::: EXERCISE PASSAGE :::
It can be seen from Figure 1, the number and weight of grains per plant in XQ2 and FH were significantly increased under the nitrogen fertilizer rate ranging from 0 kg/hm² to 90 kg/hm², while the changes of those was not significant under the nitrogen fertilizer rate ranging from 90 kg/hm² to 135 kg/hm². The dry matter weight and nitrogen accumulation of YQ1, YQ2 and XQ2 significantly increased with the increase of nitrogen application rate (Figure 1). In FH, the nitrogen accumulation decreased under the nitrogen fertilizer rate ranging from 90 kg/hm² to 135 kg/hm² (Figure 1). The above results indicated that nitrogen application has different effects on different varieties of TB, and 90 kg/hm² of nitrogen application could significantly increase the yield per plant of TB. It is suggested that applying 90 kg/hm² of nitrogen fertilizer can improve the agronomic traits and yield of TB.

FIGURE 1

Figure 1. Effect of nitrogen application on grain yield of TB. (A) The grains per plant. (B) The grain weight per plant. (C) The dry weight of TB. (D) The nitrogen accumulation per plant. Data are means ± SDs. The means were compared by Duncan’s test. Different treatments marked with different lowercase letters showed significant difference (P < 0.05).

3.3. Physical and chemical properties of rhizosphere soil of TB

The soil provides various nutrients for crops, and exogenous nitrogen application may alter the physical and chemical properties of the soil. The properties of TB rhizosphere soil under N0 and N90 were analyzed in this study. As showed in Figure 2, there was no significant difference in the effect of nitrogen fertilizer application on the content of total phosphorus, organic matter and pH in TB rhizosphere soil (P > 0.05). Nitrogen application can significantly increase the content of alkali nitrogen in the rhizosphere soil of four TB varieties except YQ1 (Figure 2D). The content of available potassium in YQ1 and YQ2 rhizosphere soil under N90 was significantly lower than that in the soil under N0, while nitrogen application significantly increased the content of available potassium in FH rhizosphere soil (Figure 2E). It is remarkable that N90 significantly increased total nitrogen content (Figure 2A) and reduced available phosphorus content of XQ2 rhizosphere soil (Figure 2F), but their contents showed no significant change in the rhizosphere soil of other three TB varieties. Why XQ2 rhizosphere soil has much higher available phosphorus content under N0 condition? Unfortunately, it cannot be explained based on current data, and more studies are needed to elucidate the interaction between nitrogen and phosphorus in TB rhizosphere soil.
::: ENTRIES PROVIDED :::
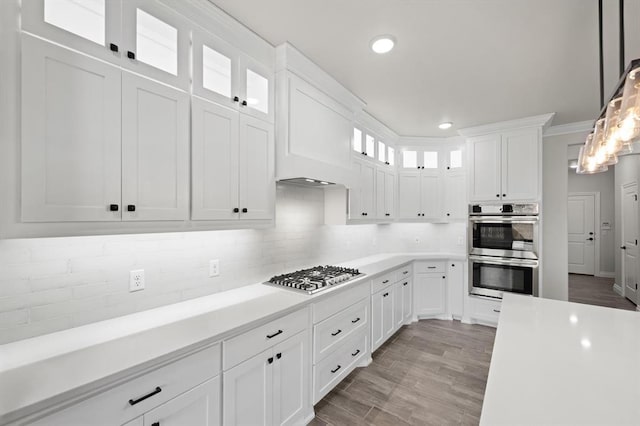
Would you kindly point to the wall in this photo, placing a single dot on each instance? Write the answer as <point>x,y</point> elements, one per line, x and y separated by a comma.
<point>603,183</point>
<point>49,284</point>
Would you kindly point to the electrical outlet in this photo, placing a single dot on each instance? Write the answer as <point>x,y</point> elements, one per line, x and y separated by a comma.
<point>214,268</point>
<point>136,280</point>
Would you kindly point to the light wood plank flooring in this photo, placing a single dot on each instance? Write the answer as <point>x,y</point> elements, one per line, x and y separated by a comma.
<point>429,373</point>
<point>596,291</point>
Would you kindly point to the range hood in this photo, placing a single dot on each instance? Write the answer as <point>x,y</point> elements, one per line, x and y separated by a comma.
<point>308,182</point>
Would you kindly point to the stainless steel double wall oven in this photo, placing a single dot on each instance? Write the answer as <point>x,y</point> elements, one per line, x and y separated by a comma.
<point>503,249</point>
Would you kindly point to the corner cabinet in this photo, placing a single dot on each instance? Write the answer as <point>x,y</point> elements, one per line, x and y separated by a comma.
<point>506,166</point>
<point>232,164</point>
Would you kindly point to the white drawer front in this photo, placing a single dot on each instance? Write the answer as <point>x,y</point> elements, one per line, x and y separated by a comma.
<point>330,371</point>
<point>403,274</point>
<point>337,302</point>
<point>246,345</point>
<point>124,402</point>
<point>332,331</point>
<point>382,282</point>
<point>430,266</point>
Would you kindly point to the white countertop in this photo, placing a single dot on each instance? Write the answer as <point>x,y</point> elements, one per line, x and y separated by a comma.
<point>74,359</point>
<point>563,363</point>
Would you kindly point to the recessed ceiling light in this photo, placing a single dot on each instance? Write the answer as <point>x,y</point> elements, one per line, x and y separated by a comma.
<point>383,43</point>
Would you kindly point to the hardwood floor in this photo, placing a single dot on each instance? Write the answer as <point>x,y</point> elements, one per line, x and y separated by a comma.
<point>429,373</point>
<point>596,291</point>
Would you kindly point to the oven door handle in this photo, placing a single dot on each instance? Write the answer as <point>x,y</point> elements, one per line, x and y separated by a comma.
<point>509,262</point>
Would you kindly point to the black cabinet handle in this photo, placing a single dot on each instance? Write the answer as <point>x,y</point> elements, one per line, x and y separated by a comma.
<point>156,391</point>
<point>271,336</point>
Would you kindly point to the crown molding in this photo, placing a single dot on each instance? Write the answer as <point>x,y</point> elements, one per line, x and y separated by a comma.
<point>541,121</point>
<point>566,129</point>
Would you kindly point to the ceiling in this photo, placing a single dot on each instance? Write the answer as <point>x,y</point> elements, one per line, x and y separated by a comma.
<point>468,61</point>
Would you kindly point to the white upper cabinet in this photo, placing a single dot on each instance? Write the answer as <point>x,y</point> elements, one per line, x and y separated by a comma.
<point>90,26</point>
<point>71,151</point>
<point>505,166</point>
<point>225,75</point>
<point>156,40</point>
<point>155,150</point>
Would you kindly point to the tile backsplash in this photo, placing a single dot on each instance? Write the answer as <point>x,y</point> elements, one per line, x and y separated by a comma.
<point>50,284</point>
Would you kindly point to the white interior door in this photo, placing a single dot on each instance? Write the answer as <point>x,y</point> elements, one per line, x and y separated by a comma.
<point>630,241</point>
<point>581,228</point>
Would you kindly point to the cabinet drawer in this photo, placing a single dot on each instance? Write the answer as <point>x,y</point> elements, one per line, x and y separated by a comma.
<point>430,266</point>
<point>246,345</point>
<point>382,281</point>
<point>337,302</point>
<point>403,273</point>
<point>330,371</point>
<point>485,310</point>
<point>332,331</point>
<point>146,392</point>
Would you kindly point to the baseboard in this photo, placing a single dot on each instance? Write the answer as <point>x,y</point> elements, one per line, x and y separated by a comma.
<point>617,289</point>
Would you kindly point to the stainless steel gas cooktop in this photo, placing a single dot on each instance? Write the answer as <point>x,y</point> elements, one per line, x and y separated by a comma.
<point>315,279</point>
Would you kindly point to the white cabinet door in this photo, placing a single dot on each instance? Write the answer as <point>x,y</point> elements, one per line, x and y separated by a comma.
<point>520,165</point>
<point>214,161</point>
<point>390,195</point>
<point>398,303</point>
<point>456,288</point>
<point>407,300</point>
<point>409,196</point>
<point>430,191</point>
<point>377,333</point>
<point>248,392</point>
<point>87,26</point>
<point>70,135</point>
<point>155,150</point>
<point>455,196</point>
<point>291,380</point>
<point>257,188</point>
<point>199,406</point>
<point>485,168</point>
<point>156,42</point>
<point>430,294</point>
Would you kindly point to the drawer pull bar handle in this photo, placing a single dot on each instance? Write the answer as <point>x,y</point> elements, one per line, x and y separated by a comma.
<point>149,395</point>
<point>271,336</point>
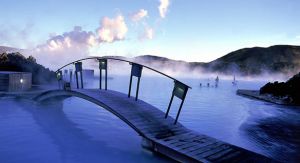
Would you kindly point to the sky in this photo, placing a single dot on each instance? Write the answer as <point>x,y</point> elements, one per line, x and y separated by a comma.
<point>190,30</point>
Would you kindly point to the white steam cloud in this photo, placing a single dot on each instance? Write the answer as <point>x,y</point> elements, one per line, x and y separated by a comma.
<point>139,15</point>
<point>163,7</point>
<point>112,29</point>
<point>77,43</point>
<point>148,34</point>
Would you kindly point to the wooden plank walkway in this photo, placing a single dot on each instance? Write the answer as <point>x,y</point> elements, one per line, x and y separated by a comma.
<point>160,134</point>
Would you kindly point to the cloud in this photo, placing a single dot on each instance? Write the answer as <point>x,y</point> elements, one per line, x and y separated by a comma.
<point>148,34</point>
<point>139,15</point>
<point>75,38</point>
<point>112,29</point>
<point>69,46</point>
<point>163,7</point>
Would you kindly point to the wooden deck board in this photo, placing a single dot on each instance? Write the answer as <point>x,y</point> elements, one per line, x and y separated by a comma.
<point>175,141</point>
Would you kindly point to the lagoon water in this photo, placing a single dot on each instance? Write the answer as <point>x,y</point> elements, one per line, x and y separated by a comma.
<point>75,130</point>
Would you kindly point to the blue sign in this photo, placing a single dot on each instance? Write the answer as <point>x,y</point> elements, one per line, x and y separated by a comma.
<point>136,70</point>
<point>78,66</point>
<point>102,64</point>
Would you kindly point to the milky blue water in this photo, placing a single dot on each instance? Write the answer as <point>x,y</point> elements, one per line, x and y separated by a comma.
<point>75,130</point>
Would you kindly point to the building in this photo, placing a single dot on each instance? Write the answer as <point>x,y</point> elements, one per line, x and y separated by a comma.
<point>15,81</point>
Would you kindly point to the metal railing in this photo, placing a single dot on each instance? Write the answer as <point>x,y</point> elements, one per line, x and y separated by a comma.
<point>180,89</point>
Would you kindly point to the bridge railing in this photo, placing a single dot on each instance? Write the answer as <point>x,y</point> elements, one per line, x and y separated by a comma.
<point>180,89</point>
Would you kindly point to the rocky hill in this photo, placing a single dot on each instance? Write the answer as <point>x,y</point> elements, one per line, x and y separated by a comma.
<point>17,62</point>
<point>248,61</point>
<point>257,60</point>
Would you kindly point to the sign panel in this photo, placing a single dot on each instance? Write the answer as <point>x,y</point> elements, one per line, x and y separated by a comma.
<point>102,64</point>
<point>180,90</point>
<point>136,70</point>
<point>59,75</point>
<point>78,66</point>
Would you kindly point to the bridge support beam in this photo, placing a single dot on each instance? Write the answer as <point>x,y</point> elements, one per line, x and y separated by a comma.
<point>102,66</point>
<point>136,70</point>
<point>78,68</point>
<point>180,91</point>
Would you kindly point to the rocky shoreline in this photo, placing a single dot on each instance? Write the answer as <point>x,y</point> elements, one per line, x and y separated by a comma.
<point>255,94</point>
:::
### PROBLEM A
Reproduce the part of the nitrogen fertilizer passage that begins at the words "Figure 1. Effect" and stops after "difference (P < 0.05).".
### PROBLEM B
According to the nitrogen fertilizer passage, what test was used to compare the means?
### PROBLEM C
Carry the nitrogen fertilizer passage forward from its last sentence.
You won't need the items to work on the nitrogen fertilizer passage.

### EXERCISE RESULT A
Figure 1. Effect of nitrogen application on grain yield of TB. (A) The grains per plant. (B) The grain weight per plant. (C) The dry weight of TB. (D) The nitrogen accumulation per plant. Data are means ± SDs. The means were compared by Duncan’s test. Different treatments marked with different lowercase letters showed significant difference (P < 0.05).

### EXERCISE RESULT B
Duncan's test.

### EXERCISE RESULT C
FIGURE 2

Figure 2. Effects of nitrogen fertilization on nutrient components of TB rhizosphere soil. (A) Total nitrogen content. (B) Total potassium content. (C) Total phosphorus content. (D) Alkaline nitrogen content. (E) Available potassium content. (F) Available phosphorus content. (G) pH. (H) Organic content. Data are means ± SDs. The means were compared by Duncan’s test. *, **, and *** indicate P < 0.05, P < 0.01, and P < 0.001, respectively.

3.4. Sequencing data analysis of rhizosphere microorganisms of TB

In this study, high-throughput sequencing technology was used to determine the rhizosphere bacteria of four TB varieties under N0 and N90 conditions. An average of 49,572 raw reads per sample was obtained, and an average of 37,506 clean reads per sample was obtained after removing chimeras and low-quality sequences. Sparse curves were used to determine whether the number of samples sequenced was sufficient, and abundance grade curves to reflect species abundance and uniformity. For bacteria, the number of observed bacterial operational taxonomic units (OTUs) gradually increased with the increase of sequencing reads, and the rarefaction curves flattened when the sequencing reads exceeded 15,000 (Supplementary Figure 2A). It is indicated that the reads sequenced in this study were sufficient to accurately reflect the bacteria structure in the rhizosphere soil of TB. At the same time, the curve begins to smooth when the OTU rank was greater than 1,500, which indicating that the corresponding bacteria in the sample were evenly distributed (Supplementary Figure 2B). In terms of community coverage, the Good’s coverage of all samples was greater than 97%, which indicating that the sequencing results included most of the microorganisms (Figure 3A).

FIGURE 3

Figure 3. Alpha diversity index of microorganism in different samples. (A–C) The Good’s coverage, Chao 1 and Shannon indices of bacteria. (D–F) The Good’s coverage, Chao 1 and Shannon indices of fungi. Data are means ± SDs. The means were compared by Duncan’s test. *, **, and *** indicate P < 0.05, P < 0.01, and P < 0.001, respectively.

For fungi, an average of 49,453 raw reads per sample was obtained, and an average of 41,101 clean reads per sample was obtained after removing chimeras, low-quality and short sequences. As showed in Supplementary Figure 2C, the number of observed fungal OTUs increased with the increase of sequencing reads. When the sequencing reads exceeds 5,000, all the curves tend to be flattened. When the OTU rank was less than 200, the corresponding curve of some samples decreases rapidly, which indicating that the species distribution was uneven. In addition, the curve began to smooth when OTU rank was greater than 200, which indicating that fungi were evenly distributed in the soil (Supplementary Figure 2D). In terms of sequencing depth index, all samples had high sequencing depth (with an average Good’s coverage index > 0.999) (Figure 3D).

3.5. Effects of nitrogen application on alpha diversity index of rhizosphere microorganisms of TB

Chao 1 and Shannon indices were used to calculate the alpha diversity index of rhizosphere soil samples to explain the abundance and diversity of bacterial communities. In terms of abundance indicator, Chao1, nitrogen application increased the bacterial abundance of FH, XQ2, and YQ2 rhizosphere soil, but decreased that of YQ1 (Figure 3B). Besides, the Shannon was slightly improved by nitrogen application (Figure 3C).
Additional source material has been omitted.